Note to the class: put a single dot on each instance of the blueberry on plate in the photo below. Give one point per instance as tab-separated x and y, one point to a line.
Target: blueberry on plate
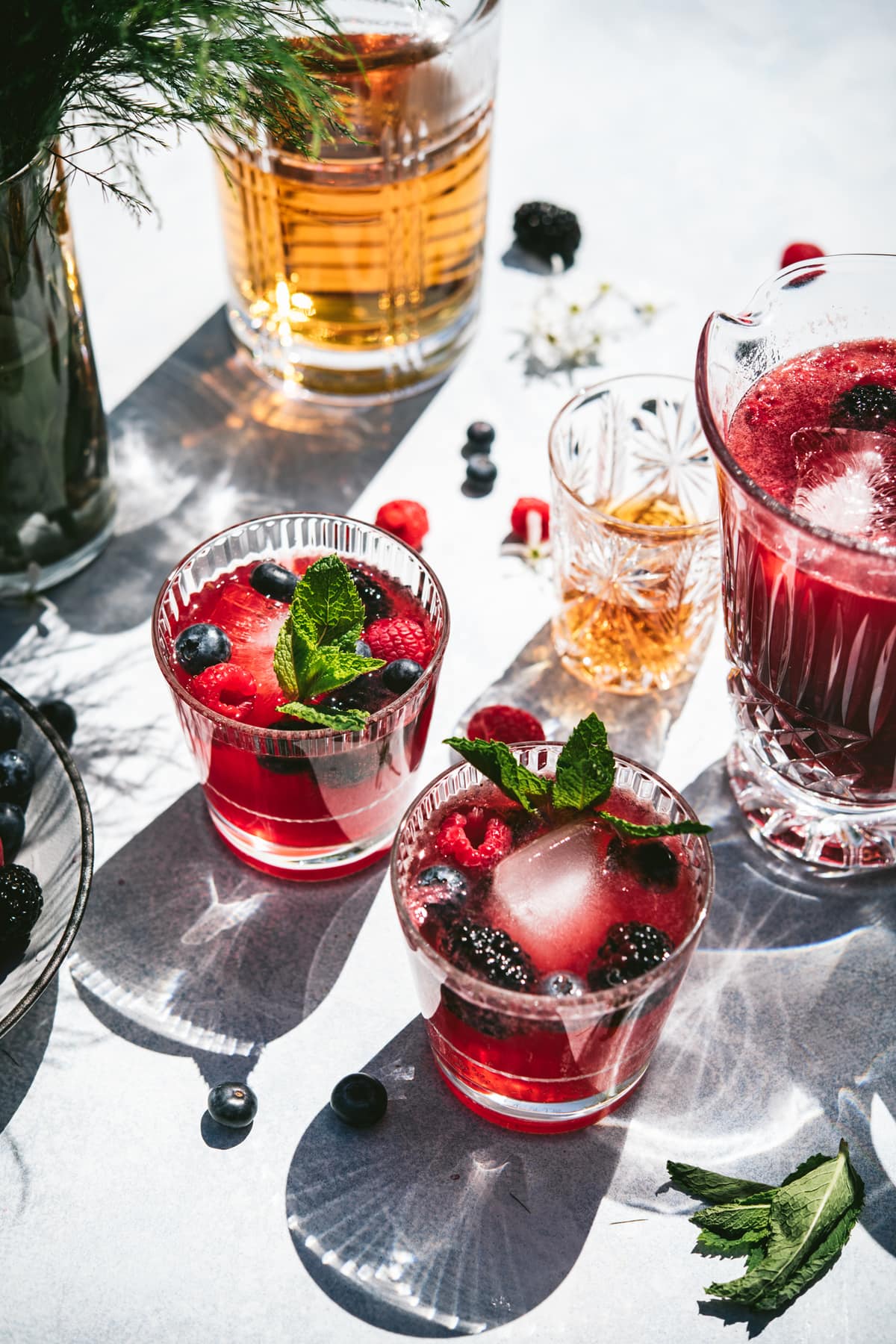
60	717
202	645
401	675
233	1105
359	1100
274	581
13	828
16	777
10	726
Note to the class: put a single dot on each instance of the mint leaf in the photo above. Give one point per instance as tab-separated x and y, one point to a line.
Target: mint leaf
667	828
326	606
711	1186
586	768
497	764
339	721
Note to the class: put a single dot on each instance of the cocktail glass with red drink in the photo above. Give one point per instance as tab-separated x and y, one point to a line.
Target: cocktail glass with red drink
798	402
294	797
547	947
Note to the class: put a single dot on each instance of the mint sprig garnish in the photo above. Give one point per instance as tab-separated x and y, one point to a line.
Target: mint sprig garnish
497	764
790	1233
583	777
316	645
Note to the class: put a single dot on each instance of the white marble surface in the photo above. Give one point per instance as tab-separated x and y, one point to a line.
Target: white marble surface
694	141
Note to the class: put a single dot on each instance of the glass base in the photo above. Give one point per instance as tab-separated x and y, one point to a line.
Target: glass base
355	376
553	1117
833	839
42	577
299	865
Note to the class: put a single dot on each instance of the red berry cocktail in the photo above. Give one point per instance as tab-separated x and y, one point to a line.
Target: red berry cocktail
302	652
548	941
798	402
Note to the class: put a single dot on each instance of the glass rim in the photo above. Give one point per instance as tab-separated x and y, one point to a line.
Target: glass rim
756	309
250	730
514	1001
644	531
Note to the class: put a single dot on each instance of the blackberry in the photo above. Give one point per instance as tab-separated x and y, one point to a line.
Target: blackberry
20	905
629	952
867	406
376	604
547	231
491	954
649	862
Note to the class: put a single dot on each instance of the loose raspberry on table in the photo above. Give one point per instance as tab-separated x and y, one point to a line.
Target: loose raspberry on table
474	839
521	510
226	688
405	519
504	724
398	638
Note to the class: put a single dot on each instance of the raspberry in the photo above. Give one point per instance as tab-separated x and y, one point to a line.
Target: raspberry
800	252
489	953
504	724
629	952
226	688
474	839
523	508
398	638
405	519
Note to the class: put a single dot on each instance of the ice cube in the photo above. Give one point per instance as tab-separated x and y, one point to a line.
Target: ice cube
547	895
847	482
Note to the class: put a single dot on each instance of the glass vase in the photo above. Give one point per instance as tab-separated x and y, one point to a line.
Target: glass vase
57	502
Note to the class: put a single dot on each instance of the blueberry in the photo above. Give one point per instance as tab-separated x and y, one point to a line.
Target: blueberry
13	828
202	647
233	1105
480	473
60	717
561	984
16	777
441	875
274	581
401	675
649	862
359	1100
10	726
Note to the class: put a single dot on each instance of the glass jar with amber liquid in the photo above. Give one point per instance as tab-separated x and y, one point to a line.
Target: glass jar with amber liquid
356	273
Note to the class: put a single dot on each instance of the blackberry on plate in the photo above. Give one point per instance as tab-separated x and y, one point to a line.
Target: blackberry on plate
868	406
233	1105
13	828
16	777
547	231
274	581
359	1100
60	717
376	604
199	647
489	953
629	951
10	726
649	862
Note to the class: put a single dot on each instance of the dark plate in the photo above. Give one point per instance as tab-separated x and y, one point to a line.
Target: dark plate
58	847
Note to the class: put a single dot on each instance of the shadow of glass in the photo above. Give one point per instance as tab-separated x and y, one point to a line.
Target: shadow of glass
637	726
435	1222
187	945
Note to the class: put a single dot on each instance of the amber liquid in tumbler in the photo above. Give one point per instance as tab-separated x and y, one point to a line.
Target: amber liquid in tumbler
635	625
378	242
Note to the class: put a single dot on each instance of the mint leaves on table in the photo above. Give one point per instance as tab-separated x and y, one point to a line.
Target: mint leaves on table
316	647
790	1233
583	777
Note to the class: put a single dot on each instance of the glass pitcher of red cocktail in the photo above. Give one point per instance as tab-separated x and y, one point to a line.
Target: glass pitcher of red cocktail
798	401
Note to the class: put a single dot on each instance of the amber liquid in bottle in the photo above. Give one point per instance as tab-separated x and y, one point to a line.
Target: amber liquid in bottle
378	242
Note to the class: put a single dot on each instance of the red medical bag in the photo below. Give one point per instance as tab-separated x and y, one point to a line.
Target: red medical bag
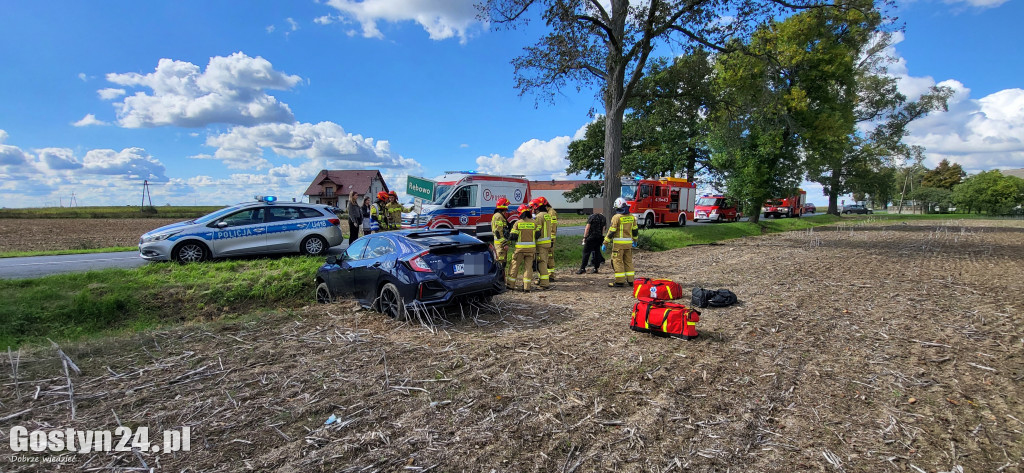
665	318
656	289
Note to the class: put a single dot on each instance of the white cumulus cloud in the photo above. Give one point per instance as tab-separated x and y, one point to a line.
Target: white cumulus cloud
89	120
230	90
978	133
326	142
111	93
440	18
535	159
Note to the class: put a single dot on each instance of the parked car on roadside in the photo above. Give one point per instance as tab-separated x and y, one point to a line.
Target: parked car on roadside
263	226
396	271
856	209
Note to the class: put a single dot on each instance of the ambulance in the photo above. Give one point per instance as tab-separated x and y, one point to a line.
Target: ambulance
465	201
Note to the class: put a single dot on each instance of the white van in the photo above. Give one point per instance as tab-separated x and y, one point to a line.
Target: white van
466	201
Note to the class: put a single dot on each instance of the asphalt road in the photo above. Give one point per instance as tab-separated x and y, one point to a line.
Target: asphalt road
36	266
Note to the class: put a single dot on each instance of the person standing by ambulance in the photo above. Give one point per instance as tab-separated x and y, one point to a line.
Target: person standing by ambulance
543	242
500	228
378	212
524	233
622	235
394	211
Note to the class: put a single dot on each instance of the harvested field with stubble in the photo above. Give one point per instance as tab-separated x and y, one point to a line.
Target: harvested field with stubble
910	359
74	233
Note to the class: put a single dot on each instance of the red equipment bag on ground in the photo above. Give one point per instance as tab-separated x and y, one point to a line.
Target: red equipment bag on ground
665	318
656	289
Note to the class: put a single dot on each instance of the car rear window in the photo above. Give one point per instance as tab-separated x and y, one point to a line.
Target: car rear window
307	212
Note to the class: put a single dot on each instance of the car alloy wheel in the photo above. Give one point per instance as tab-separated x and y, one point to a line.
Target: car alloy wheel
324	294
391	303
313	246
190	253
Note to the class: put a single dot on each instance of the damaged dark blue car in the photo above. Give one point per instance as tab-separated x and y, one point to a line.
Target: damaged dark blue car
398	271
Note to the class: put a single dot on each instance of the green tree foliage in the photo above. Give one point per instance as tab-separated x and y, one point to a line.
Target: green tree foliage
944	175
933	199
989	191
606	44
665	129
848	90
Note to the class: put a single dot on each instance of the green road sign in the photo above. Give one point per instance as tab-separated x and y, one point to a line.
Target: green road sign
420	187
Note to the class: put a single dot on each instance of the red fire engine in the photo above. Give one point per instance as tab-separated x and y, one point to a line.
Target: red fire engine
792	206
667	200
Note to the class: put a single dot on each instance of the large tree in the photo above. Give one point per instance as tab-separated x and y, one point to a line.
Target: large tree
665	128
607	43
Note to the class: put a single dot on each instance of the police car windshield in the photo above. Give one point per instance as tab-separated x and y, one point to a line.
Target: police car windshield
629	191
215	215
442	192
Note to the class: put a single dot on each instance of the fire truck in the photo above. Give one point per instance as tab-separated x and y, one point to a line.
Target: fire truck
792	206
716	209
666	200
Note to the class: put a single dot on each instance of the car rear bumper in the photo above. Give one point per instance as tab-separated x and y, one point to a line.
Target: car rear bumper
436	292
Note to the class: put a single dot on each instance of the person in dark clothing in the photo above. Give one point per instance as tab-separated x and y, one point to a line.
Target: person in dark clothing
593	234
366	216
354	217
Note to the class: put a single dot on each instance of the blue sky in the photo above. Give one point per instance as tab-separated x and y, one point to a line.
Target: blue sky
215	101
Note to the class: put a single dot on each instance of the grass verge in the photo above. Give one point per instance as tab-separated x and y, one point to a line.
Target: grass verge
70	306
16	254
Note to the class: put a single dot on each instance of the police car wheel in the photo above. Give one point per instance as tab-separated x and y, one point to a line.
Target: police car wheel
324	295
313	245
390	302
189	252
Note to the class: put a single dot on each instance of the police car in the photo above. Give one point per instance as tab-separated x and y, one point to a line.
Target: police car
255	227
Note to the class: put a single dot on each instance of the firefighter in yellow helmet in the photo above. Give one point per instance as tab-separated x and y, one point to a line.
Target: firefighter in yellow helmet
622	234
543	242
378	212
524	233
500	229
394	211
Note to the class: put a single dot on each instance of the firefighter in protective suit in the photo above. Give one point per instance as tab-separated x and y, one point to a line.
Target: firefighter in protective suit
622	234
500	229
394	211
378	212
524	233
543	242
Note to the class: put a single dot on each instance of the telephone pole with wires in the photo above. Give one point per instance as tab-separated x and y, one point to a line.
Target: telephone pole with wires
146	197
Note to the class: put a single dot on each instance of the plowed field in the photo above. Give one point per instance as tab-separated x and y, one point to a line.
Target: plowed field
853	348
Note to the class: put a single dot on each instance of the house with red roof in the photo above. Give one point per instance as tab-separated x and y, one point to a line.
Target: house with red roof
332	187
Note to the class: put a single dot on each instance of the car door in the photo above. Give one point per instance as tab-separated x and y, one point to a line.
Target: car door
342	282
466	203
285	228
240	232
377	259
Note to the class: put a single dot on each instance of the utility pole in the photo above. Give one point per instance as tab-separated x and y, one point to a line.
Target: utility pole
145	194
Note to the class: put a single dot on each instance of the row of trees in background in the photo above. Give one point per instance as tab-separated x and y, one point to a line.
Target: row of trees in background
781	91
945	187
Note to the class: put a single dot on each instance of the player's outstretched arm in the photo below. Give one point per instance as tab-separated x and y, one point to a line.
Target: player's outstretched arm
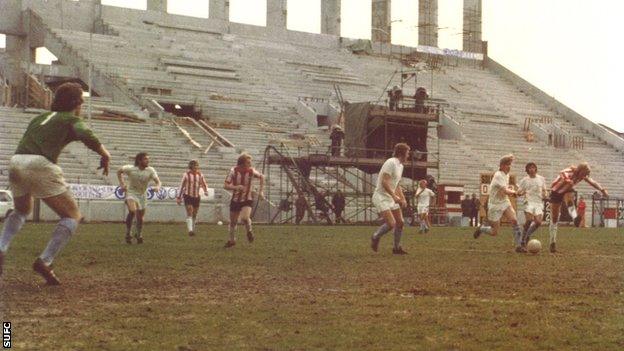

* * * * * * *

Copy, from the material, each line that holds the string "player".

> Expected output
Note to the class: put a single dot on each instance of the player's outstretched arm in the photo below. Give one point per instance as tab-separated x and y, one point to a line.
Target: player's outstretched arm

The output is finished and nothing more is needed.